>> START Source material

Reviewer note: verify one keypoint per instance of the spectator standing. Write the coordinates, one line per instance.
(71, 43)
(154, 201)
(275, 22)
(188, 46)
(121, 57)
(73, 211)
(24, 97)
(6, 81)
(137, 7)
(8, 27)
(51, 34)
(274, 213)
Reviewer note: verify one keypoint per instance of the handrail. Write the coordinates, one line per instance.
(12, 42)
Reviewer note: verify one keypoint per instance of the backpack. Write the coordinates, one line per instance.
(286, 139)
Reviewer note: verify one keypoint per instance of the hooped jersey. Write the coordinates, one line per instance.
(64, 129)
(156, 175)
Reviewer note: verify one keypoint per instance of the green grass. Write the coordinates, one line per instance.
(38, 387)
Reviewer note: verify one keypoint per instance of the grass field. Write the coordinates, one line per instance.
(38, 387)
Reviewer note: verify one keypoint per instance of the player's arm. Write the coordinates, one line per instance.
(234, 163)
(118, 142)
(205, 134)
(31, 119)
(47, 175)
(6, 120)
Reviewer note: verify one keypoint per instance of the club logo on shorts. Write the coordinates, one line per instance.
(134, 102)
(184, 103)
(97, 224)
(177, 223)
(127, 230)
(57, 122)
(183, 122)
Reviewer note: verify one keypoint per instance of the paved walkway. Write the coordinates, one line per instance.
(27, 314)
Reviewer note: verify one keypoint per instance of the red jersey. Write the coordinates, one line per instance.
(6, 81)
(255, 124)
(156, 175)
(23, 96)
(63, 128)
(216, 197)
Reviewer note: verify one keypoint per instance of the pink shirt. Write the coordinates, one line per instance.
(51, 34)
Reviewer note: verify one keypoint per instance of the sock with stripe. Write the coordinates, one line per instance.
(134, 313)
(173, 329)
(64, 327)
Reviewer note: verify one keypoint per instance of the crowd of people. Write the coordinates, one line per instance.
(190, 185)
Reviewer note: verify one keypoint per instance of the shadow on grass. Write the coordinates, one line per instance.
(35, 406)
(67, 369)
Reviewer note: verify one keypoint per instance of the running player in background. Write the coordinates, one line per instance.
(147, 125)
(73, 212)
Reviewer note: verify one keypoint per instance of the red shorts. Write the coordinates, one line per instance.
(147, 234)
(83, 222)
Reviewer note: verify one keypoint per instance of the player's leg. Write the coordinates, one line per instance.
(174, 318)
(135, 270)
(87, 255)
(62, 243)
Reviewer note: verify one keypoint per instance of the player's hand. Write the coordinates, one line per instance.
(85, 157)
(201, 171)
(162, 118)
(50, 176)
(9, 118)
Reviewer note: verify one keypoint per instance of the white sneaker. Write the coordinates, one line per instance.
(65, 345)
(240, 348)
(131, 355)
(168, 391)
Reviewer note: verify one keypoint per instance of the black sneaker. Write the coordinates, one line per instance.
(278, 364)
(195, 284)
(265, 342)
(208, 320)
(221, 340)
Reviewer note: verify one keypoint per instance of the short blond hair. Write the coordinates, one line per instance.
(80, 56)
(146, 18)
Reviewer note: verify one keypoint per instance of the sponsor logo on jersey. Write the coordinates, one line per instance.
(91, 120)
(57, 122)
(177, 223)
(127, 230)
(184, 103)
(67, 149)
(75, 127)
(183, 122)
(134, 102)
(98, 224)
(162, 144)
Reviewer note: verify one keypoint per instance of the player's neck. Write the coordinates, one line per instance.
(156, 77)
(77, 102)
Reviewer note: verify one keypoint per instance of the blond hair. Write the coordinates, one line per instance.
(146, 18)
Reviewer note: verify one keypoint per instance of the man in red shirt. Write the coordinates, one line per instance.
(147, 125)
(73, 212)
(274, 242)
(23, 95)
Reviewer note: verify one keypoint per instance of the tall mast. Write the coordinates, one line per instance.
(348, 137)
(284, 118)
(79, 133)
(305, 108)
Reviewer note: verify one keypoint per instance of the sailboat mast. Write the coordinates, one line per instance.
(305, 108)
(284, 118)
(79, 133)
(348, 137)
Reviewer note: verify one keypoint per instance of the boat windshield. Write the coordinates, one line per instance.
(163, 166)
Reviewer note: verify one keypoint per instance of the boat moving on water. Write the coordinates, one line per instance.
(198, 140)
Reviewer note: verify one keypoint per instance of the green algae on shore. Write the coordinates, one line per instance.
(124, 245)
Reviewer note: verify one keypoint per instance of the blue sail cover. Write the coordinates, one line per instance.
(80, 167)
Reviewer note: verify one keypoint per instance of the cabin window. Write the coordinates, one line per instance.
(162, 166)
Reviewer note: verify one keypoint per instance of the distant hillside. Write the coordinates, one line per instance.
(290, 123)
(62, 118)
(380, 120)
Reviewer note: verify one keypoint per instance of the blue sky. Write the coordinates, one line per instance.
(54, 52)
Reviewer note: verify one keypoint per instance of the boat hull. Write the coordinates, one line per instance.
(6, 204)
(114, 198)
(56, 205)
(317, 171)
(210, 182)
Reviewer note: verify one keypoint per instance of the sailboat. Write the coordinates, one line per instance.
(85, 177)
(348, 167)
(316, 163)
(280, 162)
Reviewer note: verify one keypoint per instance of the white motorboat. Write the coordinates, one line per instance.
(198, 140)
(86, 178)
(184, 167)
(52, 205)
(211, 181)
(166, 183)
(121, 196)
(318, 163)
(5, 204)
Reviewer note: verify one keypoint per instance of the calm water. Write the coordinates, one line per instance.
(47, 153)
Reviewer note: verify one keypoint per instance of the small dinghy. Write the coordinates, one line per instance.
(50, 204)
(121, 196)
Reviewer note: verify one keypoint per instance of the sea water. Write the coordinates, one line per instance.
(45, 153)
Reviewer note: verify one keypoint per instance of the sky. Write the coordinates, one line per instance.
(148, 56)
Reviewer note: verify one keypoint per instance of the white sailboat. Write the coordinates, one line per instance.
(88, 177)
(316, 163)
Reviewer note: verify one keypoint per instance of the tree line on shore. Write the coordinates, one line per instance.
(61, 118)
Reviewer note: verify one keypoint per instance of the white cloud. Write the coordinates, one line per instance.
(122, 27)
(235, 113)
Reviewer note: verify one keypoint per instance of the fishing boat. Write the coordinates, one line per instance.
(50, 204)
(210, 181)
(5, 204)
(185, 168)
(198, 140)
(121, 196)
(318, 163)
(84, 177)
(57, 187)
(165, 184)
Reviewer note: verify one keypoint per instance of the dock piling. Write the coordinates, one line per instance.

>> END Source material

*Requirement:* Write every record out again, unaltered.

*Completed exercise:*
Reviewer note: verify one keypoint per instance of the spectator standing. Write the coordinates, one line per instance.
(71, 43)
(154, 201)
(275, 22)
(188, 46)
(121, 57)
(73, 211)
(24, 97)
(6, 81)
(137, 7)
(8, 27)
(51, 34)
(274, 213)
Reviewer note: verify one keypoint per instance of the handrail. Write the coordinates, one line per instance.
(12, 42)
Reviewer note: verify one keypoint per instance of the backpack. Write the coordinates, one line per instance.
(286, 139)
Reviewer note: verify one keypoint per instance of the hooped jersey. Write the coordinates, one line per instance.
(64, 129)
(156, 175)
Reviewer note: verify one keypoint per instance of the green grass. Write the coordinates, one line per instance.
(38, 387)
Reviewer note: verify one keypoint per instance of the grass field. Write the coordinates, one line per instance.
(38, 387)
Reviewer note: verify one keypoint per instance of the player's arm. Write the coordinates, one line per instance.
(234, 163)
(118, 142)
(205, 134)
(31, 119)
(47, 175)
(6, 120)
Reviewer note: verify one keypoint per instance of the club logo on shorts. Write the coordinates, one line per instance.
(134, 102)
(184, 103)
(97, 224)
(177, 223)
(127, 230)
(57, 122)
(183, 122)
Reviewer note: verify one keypoint per instance of the paved walkway. Write the coordinates, one line per instance.
(27, 314)
Reviewer note: verify one keypoint per instance of the red jersey. Write the coordinates, one line per instance.
(6, 81)
(255, 124)
(156, 175)
(23, 96)
(63, 128)
(216, 197)
Reviewer note: verify one keypoint per instance of the pink shirt. Write the coordinates, one line per instance.
(51, 34)
Reviewer note: verify one keypoint per instance of the sock with stripe. Write the coordinates, one line per instance.
(134, 313)
(173, 329)
(64, 327)
Reviewer note: verify one keypoint per instance of the crowd of people. Write the coordinates, one line per instance.
(190, 185)
Reviewer note: verify one keypoint per instance of the shadow on grass. Write the coordinates, one line per instance.
(35, 406)
(67, 369)
Reviewer note: verify one keypoint per instance of the running player in background. Write the coordinates, one line per instance.
(147, 125)
(73, 212)
Reviewer note: verify one keypoint per instance of the red shorts. Write the coordinates, one line per instance.
(147, 234)
(83, 222)
Reviewer note: verify one keypoint per instance of the player's leg. Write the coordinates, one line per instance.
(174, 318)
(135, 270)
(87, 255)
(62, 243)
Reviewer note: verify one keypoint per instance of the player's hand. Write the coordinates, one line per instance.
(85, 157)
(201, 171)
(162, 118)
(50, 176)
(9, 118)
Reviewer note: verify one keypoint per instance of the white sneaker. Write the coordinates, one line per instance.
(65, 345)
(240, 348)
(131, 355)
(168, 391)
Reviewer note: verify one keypoint per instance of the black sneaker. Write the coordinates, one line per instance.
(278, 364)
(195, 284)
(265, 342)
(208, 320)
(221, 340)
Reviewer note: verify one keypoint per instance of the short blond hair. Write the coordinates, one line per instance.
(80, 56)
(146, 18)
Reviewer note: verify one keypoint per instance of the sponsor logo on jersey. Write the coordinates, one line per instance.
(91, 120)
(57, 122)
(177, 223)
(127, 230)
(184, 103)
(67, 149)
(75, 127)
(183, 122)
(134, 102)
(98, 224)
(162, 144)
Reviewer note: verify one keypoint per instance of the player's neck. Write the coordinates, one line per instance.
(156, 77)
(77, 102)
Reviewer note: verify one keypoint per instance of the blond hair. Write the coordinates, one line per instance.
(146, 18)
Reviewer note: verify one keypoint per instance of the man in red shirt. Write the coordinates, one line per instance.
(147, 125)
(73, 212)
(274, 242)
(23, 95)
Reviewer note: verify one keypoint per instance of the tall mast. Write the coordinates, one line per instance.
(348, 137)
(284, 118)
(79, 133)
(305, 108)
Reviewer note: verify one keypoint per instance of the sailboat mast. Write the coordinates, one line per instance.
(305, 108)
(284, 118)
(79, 133)
(348, 137)
Reviewer note: verify one keypoint per instance of the boat windshield. Write the coordinates, one line per instance.
(163, 166)
Reviewer note: verify one keypoint per instance of the boat moving on water. Write the coordinates, one line per instance.
(198, 140)
Reviewer note: verify one keypoint per instance of the green algae on shore. Write the coordinates, one line per instance.
(124, 245)
Reviewer note: verify one keypoint per instance of the blue sail cover. Write the coordinates, one line per instance.
(80, 167)
Reviewer note: verify one keypoint per instance of the cabin window. Write the coordinates, one line per instance.
(162, 166)
Reviewer note: verify one keypoint per instance of the distant hillside. Write the coordinates, one line per instance.
(290, 123)
(62, 118)
(380, 120)
Reviewer note: verify one keypoint per instance of the blue sky. Write the coordinates, one line per instance.
(54, 52)
Reviewer note: verify one keypoint per instance of the boat hull. Write the coordinates, one line per instance.
(6, 204)
(114, 198)
(56, 205)
(317, 171)
(210, 182)
Reviewer note: verify one keypoint per instance of the sailboat. Write the coordinates, one line per instance.
(85, 177)
(348, 167)
(316, 163)
(280, 162)
Reviewer note: verify one keypoint per instance of the white motorboat. Write the coordinates, one line per instance.
(198, 140)
(86, 178)
(184, 167)
(52, 205)
(211, 181)
(166, 183)
(121, 196)
(318, 163)
(5, 204)
Reviewer note: verify one keypoint per instance of the calm water. Write the coordinates, one line per instance.
(47, 153)
Reviewer note: verify one keypoint per instance of the small dinghy. Write the coordinates, one line per instance.
(50, 204)
(121, 196)
Reviewer note: verify one keypoint per instance of the sea water. Write the coordinates, one line per instance.
(45, 153)
Reviewer note: verify one keypoint per instance of the sky. Write the coordinates, one line per instance.
(148, 56)
Reviewer note: verify one keypoint per instance of the white sailboat. Write the coordinates, one line per instance.
(88, 177)
(316, 163)
Reviewer note: verify one keypoint per instance of the tree line on shore. Write the coordinates, one line per instance.
(61, 118)
Reviewer note: verify one keypoint per instance of the white cloud. Write the coordinates, one line per instance.
(122, 27)
(235, 113)
Reviewer note: verify one keypoint per instance of the fishing boat. Write the coordinates, one line per instance.
(50, 204)
(210, 181)
(5, 204)
(185, 168)
(198, 140)
(121, 196)
(318, 163)
(84, 177)
(57, 187)
(165, 184)
Reviewer note: verify one keypoint per instance of the dock piling. Write the coordinates, one line per instance.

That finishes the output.